◆ Input data:

+++++

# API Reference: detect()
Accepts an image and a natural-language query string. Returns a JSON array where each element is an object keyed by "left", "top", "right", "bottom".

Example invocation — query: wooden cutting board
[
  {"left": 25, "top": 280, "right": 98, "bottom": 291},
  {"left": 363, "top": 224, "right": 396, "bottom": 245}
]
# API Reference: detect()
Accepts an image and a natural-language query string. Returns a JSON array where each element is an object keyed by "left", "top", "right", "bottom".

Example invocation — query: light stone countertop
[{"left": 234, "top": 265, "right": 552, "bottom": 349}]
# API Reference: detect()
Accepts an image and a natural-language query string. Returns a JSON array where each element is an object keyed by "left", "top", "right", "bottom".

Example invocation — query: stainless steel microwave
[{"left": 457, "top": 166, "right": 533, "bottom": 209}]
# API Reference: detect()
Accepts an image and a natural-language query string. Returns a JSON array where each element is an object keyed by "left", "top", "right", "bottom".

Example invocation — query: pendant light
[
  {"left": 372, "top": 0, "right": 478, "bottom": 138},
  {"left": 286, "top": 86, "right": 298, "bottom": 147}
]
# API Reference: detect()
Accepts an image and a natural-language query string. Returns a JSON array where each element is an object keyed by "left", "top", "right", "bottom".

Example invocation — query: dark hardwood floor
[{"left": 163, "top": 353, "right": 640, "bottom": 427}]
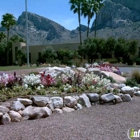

+++++

◆ What is expected: Please retype the material above exactly, and omit its images.

◆ Your response:
# API Reference: detect()
Accepts an image and a natural-language query string. Returns a JSON array where each element is an object keyed by "left", "top", "right", "bottom".

Example invocation — query: wooden cutting board
[
  {"left": 25, "top": 280, "right": 98, "bottom": 291},
  {"left": 363, "top": 224, "right": 396, "bottom": 245}
]
# API Reference: detect()
Accepts an image and a natural-language query string. Returns a JSON array where each element is an object keyed by "left", "top", "right", "bottom".

Example invocation — query: light stone countertop
[{"left": 234, "top": 265, "right": 552, "bottom": 349}]
# API Reference: detect()
Accepts an image and a natural-language query string. Returns a JSON array where each element is an object keyed by "left", "top", "right", "bottom".

Example invocation — query: stainless steel microwave
[{"left": 457, "top": 166, "right": 533, "bottom": 209}]
# API Reference: detect()
Accepts an image and a natural-language query string. Returns a JSON array where each element is an object keyed by "left", "top", "right", "bottom".

Example invocation — query: pendant light
[
  {"left": 372, "top": 0, "right": 478, "bottom": 138},
  {"left": 286, "top": 86, "right": 298, "bottom": 147}
]
# API Reference: detect()
Accepts an image and a natural-language query string. Returns a JSON array where each element is an object keyed by "left", "top", "right", "bottom".

Example invocation — query: dark hardwood floor
[{"left": 163, "top": 353, "right": 640, "bottom": 427}]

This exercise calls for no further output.